(Information given Opens)

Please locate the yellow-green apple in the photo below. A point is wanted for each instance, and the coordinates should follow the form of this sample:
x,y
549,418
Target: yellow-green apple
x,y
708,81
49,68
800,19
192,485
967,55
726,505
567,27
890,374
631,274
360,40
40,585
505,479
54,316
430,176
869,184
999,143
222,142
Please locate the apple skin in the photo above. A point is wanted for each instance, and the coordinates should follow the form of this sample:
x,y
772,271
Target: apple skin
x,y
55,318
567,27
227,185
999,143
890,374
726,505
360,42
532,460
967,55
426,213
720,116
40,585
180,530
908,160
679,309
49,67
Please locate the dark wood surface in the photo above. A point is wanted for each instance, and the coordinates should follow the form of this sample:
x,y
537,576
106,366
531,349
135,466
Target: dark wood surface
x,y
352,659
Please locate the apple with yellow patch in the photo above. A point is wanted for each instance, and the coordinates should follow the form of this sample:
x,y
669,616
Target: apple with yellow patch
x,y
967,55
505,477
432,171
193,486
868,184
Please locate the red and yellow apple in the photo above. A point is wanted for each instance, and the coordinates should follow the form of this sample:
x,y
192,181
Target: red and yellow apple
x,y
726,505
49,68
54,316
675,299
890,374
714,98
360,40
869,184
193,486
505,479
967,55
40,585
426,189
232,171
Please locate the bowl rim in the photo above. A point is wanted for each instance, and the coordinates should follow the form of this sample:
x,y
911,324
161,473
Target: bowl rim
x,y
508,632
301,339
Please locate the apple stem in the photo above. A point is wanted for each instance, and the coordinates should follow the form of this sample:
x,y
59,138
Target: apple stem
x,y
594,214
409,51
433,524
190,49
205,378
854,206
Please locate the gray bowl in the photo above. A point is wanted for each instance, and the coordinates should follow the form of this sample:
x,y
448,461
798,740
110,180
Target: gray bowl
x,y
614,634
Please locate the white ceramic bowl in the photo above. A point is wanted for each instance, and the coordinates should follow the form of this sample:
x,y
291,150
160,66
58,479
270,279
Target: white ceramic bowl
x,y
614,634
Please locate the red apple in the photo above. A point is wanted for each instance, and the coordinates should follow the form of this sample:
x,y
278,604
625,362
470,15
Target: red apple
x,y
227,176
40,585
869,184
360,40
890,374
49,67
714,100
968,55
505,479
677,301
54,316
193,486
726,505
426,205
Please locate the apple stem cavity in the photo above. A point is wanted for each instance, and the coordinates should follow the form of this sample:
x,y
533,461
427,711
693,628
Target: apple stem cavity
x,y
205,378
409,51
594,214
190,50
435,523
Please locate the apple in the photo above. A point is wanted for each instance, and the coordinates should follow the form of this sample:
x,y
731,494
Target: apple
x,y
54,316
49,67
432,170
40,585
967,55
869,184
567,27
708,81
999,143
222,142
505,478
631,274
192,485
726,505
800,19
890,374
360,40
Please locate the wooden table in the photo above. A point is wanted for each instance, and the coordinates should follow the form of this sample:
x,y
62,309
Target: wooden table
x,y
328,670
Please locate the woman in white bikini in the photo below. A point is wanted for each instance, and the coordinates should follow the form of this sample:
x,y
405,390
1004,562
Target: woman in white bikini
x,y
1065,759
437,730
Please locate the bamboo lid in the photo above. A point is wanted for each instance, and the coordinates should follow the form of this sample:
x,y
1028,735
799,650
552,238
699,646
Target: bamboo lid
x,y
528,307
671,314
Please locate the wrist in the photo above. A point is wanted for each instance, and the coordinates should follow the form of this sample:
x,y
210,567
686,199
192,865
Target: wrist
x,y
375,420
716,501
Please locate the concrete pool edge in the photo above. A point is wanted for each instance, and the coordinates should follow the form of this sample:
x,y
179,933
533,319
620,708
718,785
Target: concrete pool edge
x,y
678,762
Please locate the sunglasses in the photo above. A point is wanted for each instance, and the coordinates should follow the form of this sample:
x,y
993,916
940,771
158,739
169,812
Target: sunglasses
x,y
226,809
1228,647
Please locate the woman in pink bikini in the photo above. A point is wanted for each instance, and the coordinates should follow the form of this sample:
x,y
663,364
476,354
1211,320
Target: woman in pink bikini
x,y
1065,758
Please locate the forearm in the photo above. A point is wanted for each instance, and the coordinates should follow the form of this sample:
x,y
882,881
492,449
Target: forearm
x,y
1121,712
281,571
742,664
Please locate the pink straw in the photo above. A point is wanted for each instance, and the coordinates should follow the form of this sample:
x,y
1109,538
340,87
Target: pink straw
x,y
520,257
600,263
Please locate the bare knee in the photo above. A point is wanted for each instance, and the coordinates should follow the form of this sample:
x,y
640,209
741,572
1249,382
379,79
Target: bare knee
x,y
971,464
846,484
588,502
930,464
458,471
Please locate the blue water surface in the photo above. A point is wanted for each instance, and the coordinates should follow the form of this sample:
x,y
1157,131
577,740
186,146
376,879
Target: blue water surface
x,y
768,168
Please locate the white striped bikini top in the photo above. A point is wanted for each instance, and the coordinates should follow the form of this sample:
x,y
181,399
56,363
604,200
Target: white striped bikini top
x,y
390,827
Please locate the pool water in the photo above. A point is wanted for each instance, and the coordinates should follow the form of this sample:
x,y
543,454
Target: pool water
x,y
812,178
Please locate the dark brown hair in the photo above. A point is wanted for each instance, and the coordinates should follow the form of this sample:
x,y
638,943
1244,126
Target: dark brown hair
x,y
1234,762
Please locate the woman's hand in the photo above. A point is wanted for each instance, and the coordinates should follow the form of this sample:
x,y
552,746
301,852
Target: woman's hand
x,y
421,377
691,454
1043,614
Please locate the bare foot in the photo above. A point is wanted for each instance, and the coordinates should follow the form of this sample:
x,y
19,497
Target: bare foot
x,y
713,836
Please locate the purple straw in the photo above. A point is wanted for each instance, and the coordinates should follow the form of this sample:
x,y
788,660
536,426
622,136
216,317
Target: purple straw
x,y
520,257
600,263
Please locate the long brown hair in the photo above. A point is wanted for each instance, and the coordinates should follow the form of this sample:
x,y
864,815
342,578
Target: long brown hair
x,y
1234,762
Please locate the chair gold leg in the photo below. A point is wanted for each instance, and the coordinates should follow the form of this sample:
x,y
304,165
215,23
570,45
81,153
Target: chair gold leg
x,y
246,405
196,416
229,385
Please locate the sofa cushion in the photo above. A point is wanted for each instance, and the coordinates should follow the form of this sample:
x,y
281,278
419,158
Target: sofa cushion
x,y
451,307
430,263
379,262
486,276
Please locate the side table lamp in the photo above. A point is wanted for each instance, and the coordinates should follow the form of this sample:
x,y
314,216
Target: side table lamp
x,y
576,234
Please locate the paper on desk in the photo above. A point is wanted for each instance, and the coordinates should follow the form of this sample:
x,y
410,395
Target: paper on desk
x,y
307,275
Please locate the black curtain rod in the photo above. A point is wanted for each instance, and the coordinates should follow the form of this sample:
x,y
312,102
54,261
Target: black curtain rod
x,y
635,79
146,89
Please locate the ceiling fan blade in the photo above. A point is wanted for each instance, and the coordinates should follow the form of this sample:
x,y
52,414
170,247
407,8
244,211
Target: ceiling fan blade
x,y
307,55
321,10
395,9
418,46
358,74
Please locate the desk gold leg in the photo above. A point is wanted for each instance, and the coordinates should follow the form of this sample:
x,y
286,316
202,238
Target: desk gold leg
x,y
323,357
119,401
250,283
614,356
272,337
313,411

(Information given Closes)

What you will do:
Tally the lines of the records that contain the word "below" and state the total alone.

Problem solution:
3